begin Available data
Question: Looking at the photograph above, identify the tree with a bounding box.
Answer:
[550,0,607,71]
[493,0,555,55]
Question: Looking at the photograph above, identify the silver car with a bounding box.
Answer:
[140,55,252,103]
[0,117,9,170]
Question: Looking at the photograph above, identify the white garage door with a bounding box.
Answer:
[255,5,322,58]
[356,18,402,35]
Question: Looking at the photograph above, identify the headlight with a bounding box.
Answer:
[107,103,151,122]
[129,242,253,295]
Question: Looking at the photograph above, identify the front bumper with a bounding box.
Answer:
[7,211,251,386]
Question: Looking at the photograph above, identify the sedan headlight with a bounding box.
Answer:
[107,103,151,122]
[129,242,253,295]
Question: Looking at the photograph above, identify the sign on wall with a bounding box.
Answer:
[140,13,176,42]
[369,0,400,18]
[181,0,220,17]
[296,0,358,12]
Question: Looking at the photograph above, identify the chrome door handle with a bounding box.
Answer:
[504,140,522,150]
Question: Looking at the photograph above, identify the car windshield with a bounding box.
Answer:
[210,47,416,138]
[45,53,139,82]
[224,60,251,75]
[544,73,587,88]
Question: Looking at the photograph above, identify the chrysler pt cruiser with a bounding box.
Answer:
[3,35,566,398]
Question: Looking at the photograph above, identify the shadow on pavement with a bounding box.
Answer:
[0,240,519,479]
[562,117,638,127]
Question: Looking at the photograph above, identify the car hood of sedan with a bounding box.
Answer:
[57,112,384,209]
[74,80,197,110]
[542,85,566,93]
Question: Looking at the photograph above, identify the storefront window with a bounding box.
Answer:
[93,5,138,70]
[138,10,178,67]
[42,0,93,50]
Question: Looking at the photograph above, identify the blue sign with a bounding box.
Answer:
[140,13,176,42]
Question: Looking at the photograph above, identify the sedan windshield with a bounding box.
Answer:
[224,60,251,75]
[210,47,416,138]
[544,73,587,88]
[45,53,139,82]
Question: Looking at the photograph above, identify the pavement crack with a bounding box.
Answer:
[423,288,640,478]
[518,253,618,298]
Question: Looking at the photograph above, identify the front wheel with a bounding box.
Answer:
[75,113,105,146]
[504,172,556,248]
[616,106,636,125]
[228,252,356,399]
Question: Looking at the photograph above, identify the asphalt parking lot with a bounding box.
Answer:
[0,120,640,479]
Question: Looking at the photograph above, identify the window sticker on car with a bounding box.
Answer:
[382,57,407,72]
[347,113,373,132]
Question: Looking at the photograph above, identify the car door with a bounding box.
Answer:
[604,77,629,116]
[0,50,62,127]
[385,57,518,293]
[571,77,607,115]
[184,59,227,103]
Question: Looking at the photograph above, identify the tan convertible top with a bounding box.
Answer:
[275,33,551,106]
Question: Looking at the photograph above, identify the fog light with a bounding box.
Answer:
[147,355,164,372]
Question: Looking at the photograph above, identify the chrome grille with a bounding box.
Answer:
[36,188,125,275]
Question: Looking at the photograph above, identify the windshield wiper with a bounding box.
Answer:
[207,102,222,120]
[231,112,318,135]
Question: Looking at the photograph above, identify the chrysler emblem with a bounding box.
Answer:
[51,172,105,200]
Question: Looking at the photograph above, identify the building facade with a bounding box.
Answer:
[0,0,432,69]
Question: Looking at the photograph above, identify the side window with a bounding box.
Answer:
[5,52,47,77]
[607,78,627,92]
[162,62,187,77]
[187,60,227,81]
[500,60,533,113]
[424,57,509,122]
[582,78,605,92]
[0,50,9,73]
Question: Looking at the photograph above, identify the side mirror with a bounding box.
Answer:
end Available data
**What you should do**
Reproduce the entries from the line with "Question: Looking at the photograph above, identify the building" to the line with "[0,50,9,73]", inclusive, adding 35 to every bounding-box coordinate in the answers.

**Correct result**
Question: Looking at the photograph above, identify the building facade with a bounding box.
Answer:
[35,35,467,104]
Question: Looking at the photograph above, identify the side window with a bounding box.
Answer:
[40,87,82,112]
[642,113,662,127]
[197,97,222,112]
[222,95,262,116]
[535,95,568,148]
[459,92,544,157]
[617,113,640,127]
[35,85,44,108]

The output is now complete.